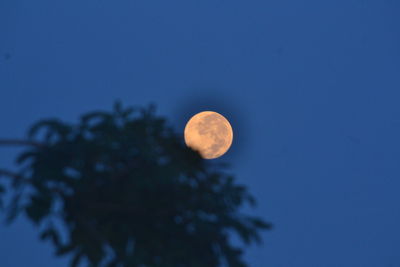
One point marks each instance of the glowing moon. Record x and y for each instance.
(209, 133)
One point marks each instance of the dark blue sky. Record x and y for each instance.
(312, 89)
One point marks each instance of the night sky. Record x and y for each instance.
(312, 89)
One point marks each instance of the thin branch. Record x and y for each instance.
(16, 142)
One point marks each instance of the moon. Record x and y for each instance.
(209, 133)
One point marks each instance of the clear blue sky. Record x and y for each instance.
(312, 88)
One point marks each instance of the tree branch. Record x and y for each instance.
(16, 142)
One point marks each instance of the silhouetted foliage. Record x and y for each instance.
(128, 192)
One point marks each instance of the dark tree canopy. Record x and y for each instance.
(121, 189)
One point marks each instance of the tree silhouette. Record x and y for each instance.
(121, 189)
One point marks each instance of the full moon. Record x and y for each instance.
(209, 133)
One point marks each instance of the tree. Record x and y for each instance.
(128, 192)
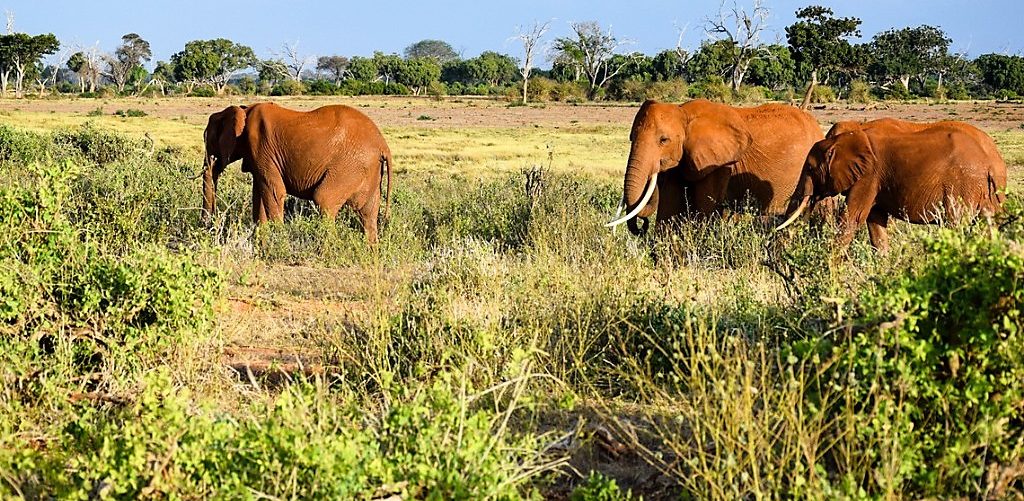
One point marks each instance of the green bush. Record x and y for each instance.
(860, 92)
(130, 113)
(937, 374)
(203, 91)
(753, 93)
(288, 87)
(568, 92)
(714, 88)
(136, 305)
(896, 90)
(94, 144)
(822, 94)
(540, 89)
(599, 488)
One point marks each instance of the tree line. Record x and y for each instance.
(818, 59)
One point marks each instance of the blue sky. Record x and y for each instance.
(359, 28)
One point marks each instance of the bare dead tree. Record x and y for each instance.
(529, 39)
(294, 60)
(45, 78)
(594, 48)
(743, 30)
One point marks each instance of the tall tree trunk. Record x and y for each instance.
(810, 89)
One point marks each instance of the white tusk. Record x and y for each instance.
(651, 184)
(795, 215)
(619, 211)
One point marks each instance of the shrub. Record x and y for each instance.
(288, 87)
(938, 372)
(322, 87)
(130, 113)
(95, 144)
(753, 93)
(713, 89)
(860, 92)
(136, 305)
(896, 90)
(203, 91)
(540, 89)
(568, 92)
(823, 93)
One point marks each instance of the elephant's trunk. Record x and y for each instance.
(210, 176)
(796, 214)
(638, 190)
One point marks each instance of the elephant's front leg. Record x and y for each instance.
(859, 201)
(259, 213)
(878, 221)
(271, 194)
(711, 192)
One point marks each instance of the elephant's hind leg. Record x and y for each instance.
(368, 216)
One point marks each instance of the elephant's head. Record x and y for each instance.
(223, 144)
(697, 137)
(833, 166)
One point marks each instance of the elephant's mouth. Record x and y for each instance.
(651, 185)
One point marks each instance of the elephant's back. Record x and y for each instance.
(781, 136)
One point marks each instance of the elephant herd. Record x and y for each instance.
(686, 161)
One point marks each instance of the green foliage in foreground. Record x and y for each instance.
(750, 363)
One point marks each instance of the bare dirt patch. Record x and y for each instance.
(475, 112)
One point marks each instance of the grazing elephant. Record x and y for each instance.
(922, 176)
(333, 155)
(691, 158)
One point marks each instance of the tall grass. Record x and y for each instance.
(452, 359)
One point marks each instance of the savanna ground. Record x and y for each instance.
(500, 342)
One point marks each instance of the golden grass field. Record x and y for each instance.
(474, 136)
(295, 305)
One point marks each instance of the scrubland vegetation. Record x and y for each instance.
(498, 343)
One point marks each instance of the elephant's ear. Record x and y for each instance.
(848, 159)
(232, 125)
(715, 139)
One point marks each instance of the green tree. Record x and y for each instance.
(668, 64)
(77, 64)
(711, 59)
(129, 56)
(1001, 72)
(819, 42)
(908, 52)
(162, 76)
(438, 50)
(212, 61)
(589, 51)
(361, 69)
(774, 69)
(18, 54)
(272, 72)
(418, 74)
(388, 66)
(489, 69)
(333, 65)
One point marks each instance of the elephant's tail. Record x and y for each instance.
(386, 168)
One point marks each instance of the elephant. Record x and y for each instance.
(334, 156)
(689, 159)
(918, 174)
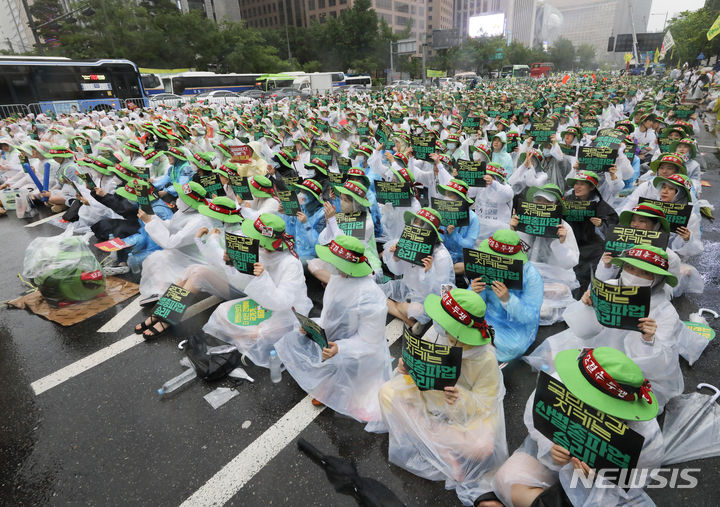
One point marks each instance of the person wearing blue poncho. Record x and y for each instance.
(514, 314)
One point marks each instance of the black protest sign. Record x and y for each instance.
(312, 330)
(322, 150)
(211, 183)
(684, 111)
(621, 238)
(569, 149)
(471, 123)
(352, 224)
(618, 306)
(423, 146)
(677, 214)
(471, 172)
(143, 199)
(664, 144)
(592, 436)
(596, 158)
(396, 193)
(541, 131)
(344, 164)
(579, 211)
(415, 244)
(431, 366)
(493, 268)
(243, 252)
(610, 138)
(455, 213)
(240, 186)
(288, 201)
(539, 219)
(172, 305)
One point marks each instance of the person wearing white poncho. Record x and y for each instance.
(176, 237)
(541, 471)
(660, 337)
(254, 323)
(456, 435)
(554, 258)
(347, 375)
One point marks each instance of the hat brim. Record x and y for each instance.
(566, 364)
(363, 201)
(670, 279)
(465, 334)
(626, 217)
(485, 247)
(204, 210)
(355, 270)
(410, 216)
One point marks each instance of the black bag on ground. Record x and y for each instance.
(210, 366)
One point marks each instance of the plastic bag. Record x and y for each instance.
(63, 268)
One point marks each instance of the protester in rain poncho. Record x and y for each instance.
(554, 258)
(456, 435)
(254, 323)
(660, 337)
(176, 237)
(406, 295)
(541, 469)
(347, 375)
(513, 313)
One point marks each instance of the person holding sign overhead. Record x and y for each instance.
(405, 296)
(455, 434)
(645, 327)
(554, 258)
(513, 313)
(541, 470)
(276, 285)
(347, 374)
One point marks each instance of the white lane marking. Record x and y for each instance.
(124, 315)
(222, 486)
(72, 370)
(44, 220)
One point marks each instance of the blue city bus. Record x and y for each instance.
(61, 85)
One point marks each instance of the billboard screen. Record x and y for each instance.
(488, 25)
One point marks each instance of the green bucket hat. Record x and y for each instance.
(268, 229)
(356, 190)
(260, 186)
(549, 189)
(311, 186)
(609, 381)
(645, 210)
(584, 176)
(347, 254)
(191, 193)
(223, 209)
(650, 258)
(461, 313)
(685, 140)
(679, 180)
(458, 187)
(427, 215)
(504, 242)
(669, 158)
(132, 188)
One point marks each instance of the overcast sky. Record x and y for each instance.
(672, 7)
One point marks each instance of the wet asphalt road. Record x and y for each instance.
(105, 438)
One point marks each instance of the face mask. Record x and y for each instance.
(633, 280)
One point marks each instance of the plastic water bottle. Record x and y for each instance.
(176, 383)
(275, 373)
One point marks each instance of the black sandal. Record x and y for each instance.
(144, 327)
(154, 333)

----

Output the lines above in full and exactly as given, omitting any pictures.

- _FINAL RESULT_:
One point marks each instance of the glowing moon. Record x and y for each instance.
(209, 133)
One point marks each instance of the dark blue sky. Record x and y for each instance.
(312, 89)
One point marks each instance of the night sky. Record x and y for each instance.
(312, 89)
One point marks each instance of the thin branch. Record x and y for each instance.
(16, 142)
One point marks each instance of the moon. Record x and y for each instance.
(209, 133)
One point marks each instance of the clear blue sky. Record x and y for each instance.
(312, 88)
One point marks each instance of the tree branch. Record x and y for each instance.
(16, 142)
One point marks each instance of the silhouetted foliage. Record x and y for each instance.
(128, 192)
One point marks each instance of the dark tree canopy. Record x and y for each instance.
(121, 189)
One point marks each instance of the tree silhouette. Record x and y for each instance.
(121, 189)
One point marks each instance of the full moon. Record x and y for each instance.
(209, 133)
One point marks each instance of the tree. Record x and y for each instance.
(128, 192)
One point marks each instance of the green bush. Record x and y for each instance.
(860, 92)
(130, 113)
(937, 374)
(203, 91)
(753, 93)
(288, 87)
(568, 92)
(714, 88)
(136, 305)
(896, 90)
(94, 144)
(822, 94)
(540, 89)
(599, 488)
One point marks each instance of the tree line. Record x and y for each instance.
(818, 59)
One point marks each instance of the blue sky. Record x and y for each instance.
(359, 28)
One point marks each instance of the bare dead tree. Record x and y for each instance.
(529, 39)
(294, 60)
(45, 78)
(594, 48)
(743, 30)
One point marks each instance of the tall tree trunk. Record x and y for each instance.
(810, 89)
One point marks each instance of the white tusk. Record x and y for each instance.
(651, 184)
(795, 215)
(619, 211)
One point marks each instance of the shrub. Record x and y for each instance.
(288, 87)
(938, 372)
(322, 87)
(130, 113)
(95, 144)
(753, 93)
(713, 89)
(860, 92)
(136, 305)
(896, 90)
(203, 91)
(540, 89)
(568, 92)
(823, 93)
One point marks each instance of the elephant's trunk. Record x and y for each instance.
(210, 176)
(796, 214)
(638, 190)
One point marks each instance of the elephant's front leg. Record x and y for each instance.
(859, 201)
(259, 213)
(878, 221)
(271, 194)
(711, 192)
One point marks each instance of the elephant's hind leg. Record x and y for each instance.
(368, 216)
One point marks each instance of the elephant's head. Record x and y for each instance.
(223, 144)
(697, 137)
(833, 166)
One point marks each instance of the elephant's mouth. Record x and y for each instance.
(651, 185)
One point marks each instance of the elephant's back. Record x and y for each instance.
(781, 136)
One point marks each instance of the elephant herd. Record x and y for each instance.
(686, 161)
One point marks each instance of the green foliage in foreground. Record x and y for each instance.
(750, 363)
One point marks each instance of the bare dirt patch. Record x and y for each instance.
(475, 112)
One point marks each instance of the grazing elephant. Record x and y for each instance.
(922, 176)
(333, 155)
(691, 158)
One point marks each instance of the tall grass. Record x and y for each instance.
(452, 359)
One point marks each instance of the savanna ground. Record x and y for each instance.
(500, 342)
One point marks each instance of the golden grass field. Record x and y for each instance.
(474, 136)
(295, 305)
One point marks each instance of the scrubland vegetation. Record x and y for each instance.
(498, 343)
One point marks each instance of the elephant's ear. Record x and y for each instance.
(848, 159)
(232, 125)
(715, 139)
One point marks each instance of the green tree. Record x and y for each instance.
(668, 64)
(77, 64)
(711, 59)
(129, 56)
(1001, 72)
(819, 42)
(908, 52)
(162, 76)
(438, 50)
(212, 61)
(589, 51)
(361, 69)
(774, 69)
(18, 54)
(272, 72)
(418, 74)
(388, 66)
(489, 69)
(333, 65)
One point marks each instance of the elephant's tail. Record x and y for each instance.
(386, 168)
One point marks each instance of the elephant. Record x and y for each instance.
(334, 156)
(689, 159)
(918, 174)
One point marks each instance of the person wearing blue poncho. Record x and y for each instance.
(514, 314)
One point marks each instance of the black protest sign. Record x and y for each instance.
(312, 330)
(322, 150)
(211, 183)
(684, 111)
(621, 238)
(569, 149)
(471, 123)
(352, 224)
(618, 306)
(423, 146)
(677, 214)
(471, 172)
(143, 199)
(664, 144)
(592, 436)
(596, 158)
(396, 193)
(541, 131)
(344, 164)
(579, 211)
(415, 244)
(431, 366)
(493, 268)
(243, 252)
(610, 138)
(455, 213)
(240, 186)
(288, 201)
(539, 219)
(172, 305)
One point marks each instance of the person wearing white poncho. Record x and y for each instance.
(176, 237)
(541, 471)
(660, 337)
(254, 323)
(456, 435)
(554, 258)
(347, 375)
One point marks each instance of the hat brim. Record x and y for each instance.
(566, 364)
(363, 201)
(670, 279)
(465, 334)
(626, 217)
(485, 247)
(204, 210)
(355, 270)
(410, 216)
One point marks each instance of the black bag on ground. Record x and y for each instance.
(210, 366)
One point marks each instance of the plastic bag. Record x and y for each instance.
(63, 268)
One point marks each instance of the protester in rain poncho. Record x and y for each instance.
(554, 258)
(456, 435)
(254, 323)
(660, 337)
(176, 237)
(406, 295)
(541, 469)
(347, 375)
(513, 313)
One point marks each instance of the person holding sign overhead. Record x and y for each instance.
(405, 296)
(455, 434)
(645, 327)
(554, 258)
(513, 313)
(541, 470)
(276, 285)
(347, 374)
One point marks each instance of the white lane marking. Record x and y for each instance.
(124, 315)
(222, 486)
(72, 370)
(44, 220)
One point marks each instance of the blue city bus. Record x and y for each instance.
(61, 85)
One point marks each instance of the billboard screen. Record x and y for each instance.
(488, 25)
One point marks each instance of the green bucket hat. Record x and y for each instance.
(268, 229)
(356, 190)
(260, 186)
(549, 189)
(311, 186)
(609, 381)
(645, 210)
(584, 176)
(347, 254)
(191, 193)
(223, 209)
(650, 258)
(461, 313)
(685, 140)
(679, 180)
(458, 187)
(427, 215)
(504, 242)
(669, 158)
(132, 188)
One point marks each instance of the overcast sky. Record x and y for each instance.
(672, 7)
One point marks each instance of the wet asphalt road. Record x and y for each instance.
(105, 438)
One point marks each instance of the face mask. Record x and y for each instance.
(633, 280)
One point marks each instance of the plastic water bottle. Record x and y for each instance.
(176, 383)
(275, 373)
One point marks each instance of the black sandal. Record x and y for each instance.
(144, 327)
(154, 333)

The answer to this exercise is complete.